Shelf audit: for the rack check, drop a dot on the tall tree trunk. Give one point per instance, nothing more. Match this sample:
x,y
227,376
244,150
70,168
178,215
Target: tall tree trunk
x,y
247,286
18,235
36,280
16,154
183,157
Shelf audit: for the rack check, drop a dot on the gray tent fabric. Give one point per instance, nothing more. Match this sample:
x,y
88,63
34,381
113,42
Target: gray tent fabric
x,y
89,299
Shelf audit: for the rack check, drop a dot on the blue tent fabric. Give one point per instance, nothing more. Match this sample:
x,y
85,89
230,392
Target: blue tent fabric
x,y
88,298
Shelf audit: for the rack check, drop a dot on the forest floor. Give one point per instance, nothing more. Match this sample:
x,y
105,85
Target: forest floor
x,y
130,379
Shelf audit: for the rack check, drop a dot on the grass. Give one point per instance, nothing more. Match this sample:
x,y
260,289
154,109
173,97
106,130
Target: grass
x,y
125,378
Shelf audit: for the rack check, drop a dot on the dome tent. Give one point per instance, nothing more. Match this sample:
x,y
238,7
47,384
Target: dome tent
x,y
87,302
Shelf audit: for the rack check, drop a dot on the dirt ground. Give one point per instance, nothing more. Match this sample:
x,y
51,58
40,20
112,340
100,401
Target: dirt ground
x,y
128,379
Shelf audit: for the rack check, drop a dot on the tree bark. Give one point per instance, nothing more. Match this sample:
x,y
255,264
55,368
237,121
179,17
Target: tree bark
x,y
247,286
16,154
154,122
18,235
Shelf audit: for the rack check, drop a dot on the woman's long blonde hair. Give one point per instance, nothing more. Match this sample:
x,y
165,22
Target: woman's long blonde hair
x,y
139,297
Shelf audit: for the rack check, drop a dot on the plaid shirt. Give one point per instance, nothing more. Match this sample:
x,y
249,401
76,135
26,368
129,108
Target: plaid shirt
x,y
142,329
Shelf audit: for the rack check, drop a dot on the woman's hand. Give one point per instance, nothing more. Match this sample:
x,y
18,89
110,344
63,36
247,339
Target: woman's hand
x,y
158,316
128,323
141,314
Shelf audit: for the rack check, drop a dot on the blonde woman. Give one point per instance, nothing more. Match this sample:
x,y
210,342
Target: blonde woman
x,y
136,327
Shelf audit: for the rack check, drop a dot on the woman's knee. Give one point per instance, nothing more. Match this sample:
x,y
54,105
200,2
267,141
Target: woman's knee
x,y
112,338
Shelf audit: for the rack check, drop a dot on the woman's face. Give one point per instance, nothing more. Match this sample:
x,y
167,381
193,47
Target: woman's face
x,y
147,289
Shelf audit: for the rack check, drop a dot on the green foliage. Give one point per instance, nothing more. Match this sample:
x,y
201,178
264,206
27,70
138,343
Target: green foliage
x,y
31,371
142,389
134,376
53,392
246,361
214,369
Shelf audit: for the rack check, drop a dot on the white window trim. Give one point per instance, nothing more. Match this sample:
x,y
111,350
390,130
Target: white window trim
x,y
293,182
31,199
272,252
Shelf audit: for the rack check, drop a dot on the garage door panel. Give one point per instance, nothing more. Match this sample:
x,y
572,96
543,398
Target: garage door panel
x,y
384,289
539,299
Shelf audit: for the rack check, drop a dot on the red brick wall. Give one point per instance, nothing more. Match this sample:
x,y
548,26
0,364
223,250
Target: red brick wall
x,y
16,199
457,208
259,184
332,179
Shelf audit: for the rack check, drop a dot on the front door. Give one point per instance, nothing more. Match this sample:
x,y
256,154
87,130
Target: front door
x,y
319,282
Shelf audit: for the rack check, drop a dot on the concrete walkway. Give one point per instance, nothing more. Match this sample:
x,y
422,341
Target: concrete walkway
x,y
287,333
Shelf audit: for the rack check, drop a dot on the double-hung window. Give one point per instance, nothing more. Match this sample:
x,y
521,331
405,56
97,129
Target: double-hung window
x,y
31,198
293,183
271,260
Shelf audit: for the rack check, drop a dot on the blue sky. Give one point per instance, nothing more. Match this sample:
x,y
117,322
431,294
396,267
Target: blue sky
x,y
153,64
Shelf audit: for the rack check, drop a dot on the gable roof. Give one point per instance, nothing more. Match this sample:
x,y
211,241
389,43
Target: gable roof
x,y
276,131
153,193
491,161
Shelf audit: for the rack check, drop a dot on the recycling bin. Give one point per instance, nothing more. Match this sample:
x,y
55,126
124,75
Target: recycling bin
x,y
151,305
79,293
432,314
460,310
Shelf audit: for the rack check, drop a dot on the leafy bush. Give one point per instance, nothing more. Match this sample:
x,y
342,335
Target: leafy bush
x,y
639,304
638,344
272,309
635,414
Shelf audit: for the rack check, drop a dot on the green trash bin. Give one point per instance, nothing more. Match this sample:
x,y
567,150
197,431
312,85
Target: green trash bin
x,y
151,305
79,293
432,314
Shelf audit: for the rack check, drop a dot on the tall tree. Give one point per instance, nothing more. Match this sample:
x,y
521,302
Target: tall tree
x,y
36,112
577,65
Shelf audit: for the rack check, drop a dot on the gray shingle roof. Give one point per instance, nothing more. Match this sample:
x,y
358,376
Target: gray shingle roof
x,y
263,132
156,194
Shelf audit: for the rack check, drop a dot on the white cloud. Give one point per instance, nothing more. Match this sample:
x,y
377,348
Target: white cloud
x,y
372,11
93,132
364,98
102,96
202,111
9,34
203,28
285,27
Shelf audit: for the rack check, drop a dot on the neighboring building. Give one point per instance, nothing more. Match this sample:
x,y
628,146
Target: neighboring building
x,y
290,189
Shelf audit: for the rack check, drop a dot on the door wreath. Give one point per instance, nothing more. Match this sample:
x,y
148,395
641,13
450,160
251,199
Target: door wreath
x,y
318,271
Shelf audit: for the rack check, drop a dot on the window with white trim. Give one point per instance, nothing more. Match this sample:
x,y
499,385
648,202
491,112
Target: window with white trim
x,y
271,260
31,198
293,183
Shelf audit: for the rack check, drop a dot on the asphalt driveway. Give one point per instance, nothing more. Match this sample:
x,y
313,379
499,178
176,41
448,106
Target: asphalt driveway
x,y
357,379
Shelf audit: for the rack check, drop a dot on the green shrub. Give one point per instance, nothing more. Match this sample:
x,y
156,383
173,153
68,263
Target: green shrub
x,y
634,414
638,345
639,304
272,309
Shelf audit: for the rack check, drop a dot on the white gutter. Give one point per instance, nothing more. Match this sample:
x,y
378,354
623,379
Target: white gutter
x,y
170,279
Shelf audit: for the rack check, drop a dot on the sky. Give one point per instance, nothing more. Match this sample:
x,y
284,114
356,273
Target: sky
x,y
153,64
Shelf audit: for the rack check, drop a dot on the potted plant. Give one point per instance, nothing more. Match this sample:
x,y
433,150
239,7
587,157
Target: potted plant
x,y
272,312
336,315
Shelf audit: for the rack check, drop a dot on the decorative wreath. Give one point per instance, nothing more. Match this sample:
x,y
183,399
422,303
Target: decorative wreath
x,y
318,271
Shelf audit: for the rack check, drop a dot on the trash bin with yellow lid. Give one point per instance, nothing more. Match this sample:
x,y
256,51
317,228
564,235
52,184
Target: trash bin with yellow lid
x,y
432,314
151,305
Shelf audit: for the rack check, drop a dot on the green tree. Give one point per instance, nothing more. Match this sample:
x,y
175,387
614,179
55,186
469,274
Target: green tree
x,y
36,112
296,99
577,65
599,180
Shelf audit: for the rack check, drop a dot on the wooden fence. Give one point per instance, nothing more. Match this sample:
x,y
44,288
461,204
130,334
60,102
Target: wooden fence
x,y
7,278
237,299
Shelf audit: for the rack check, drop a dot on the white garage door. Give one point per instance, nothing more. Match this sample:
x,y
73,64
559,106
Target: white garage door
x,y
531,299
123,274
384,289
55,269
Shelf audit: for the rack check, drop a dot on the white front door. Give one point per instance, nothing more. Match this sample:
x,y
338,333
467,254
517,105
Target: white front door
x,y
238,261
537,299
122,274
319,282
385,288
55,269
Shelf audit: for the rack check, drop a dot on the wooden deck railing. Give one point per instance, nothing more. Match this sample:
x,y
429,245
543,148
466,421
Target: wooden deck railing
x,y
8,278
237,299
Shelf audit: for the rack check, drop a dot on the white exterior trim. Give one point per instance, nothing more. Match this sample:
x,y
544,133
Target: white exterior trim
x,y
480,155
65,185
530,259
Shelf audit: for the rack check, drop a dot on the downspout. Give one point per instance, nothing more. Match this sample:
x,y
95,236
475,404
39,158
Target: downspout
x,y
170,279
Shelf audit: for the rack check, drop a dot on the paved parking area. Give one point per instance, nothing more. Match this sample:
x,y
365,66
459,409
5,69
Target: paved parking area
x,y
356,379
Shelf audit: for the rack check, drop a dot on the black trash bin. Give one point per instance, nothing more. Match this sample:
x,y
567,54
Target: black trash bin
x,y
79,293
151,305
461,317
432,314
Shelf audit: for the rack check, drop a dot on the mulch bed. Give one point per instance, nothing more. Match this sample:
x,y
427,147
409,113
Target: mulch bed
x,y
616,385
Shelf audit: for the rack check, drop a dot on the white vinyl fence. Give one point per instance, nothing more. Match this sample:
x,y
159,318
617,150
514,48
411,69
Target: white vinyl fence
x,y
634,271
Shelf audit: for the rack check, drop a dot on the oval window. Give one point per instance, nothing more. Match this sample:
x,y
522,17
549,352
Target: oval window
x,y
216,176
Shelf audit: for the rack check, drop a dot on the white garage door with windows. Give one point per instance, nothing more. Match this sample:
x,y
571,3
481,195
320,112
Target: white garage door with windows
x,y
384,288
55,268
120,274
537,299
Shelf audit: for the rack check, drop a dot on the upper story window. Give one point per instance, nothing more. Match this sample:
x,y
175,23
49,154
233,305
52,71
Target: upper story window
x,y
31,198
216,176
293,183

■ ■ ■ ■ ■

- Exercise instructions: Rewrite the listing from the line with "on the oval" through the end, requests included, moving every answer coordinate by -99. Leave the numbers inside the requests unchanged.

- Exercise result:
Shelf audit: for the rack check, drop a dot on the oval window. Give one point per instance, nothing more. Match this sample:
x,y
522,17
549,352
Target: oval window
x,y
117,77
Shelf audit: for the rack check, drop a dot on the white garage door with windows. Give one point per instance, nothing more. Match this sample:
x,y
571,3
481,195
320,112
Target: white garage door with windows
x,y
285,189
-44,169
21,175
438,200
Shelf audit: for the rack check, drop a dot on the upper story window. Give one point per instance, nothing more. Match this sample:
x,y
175,23
49,154
233,305
52,71
Target: upper story window
x,y
-68,99
117,77
194,84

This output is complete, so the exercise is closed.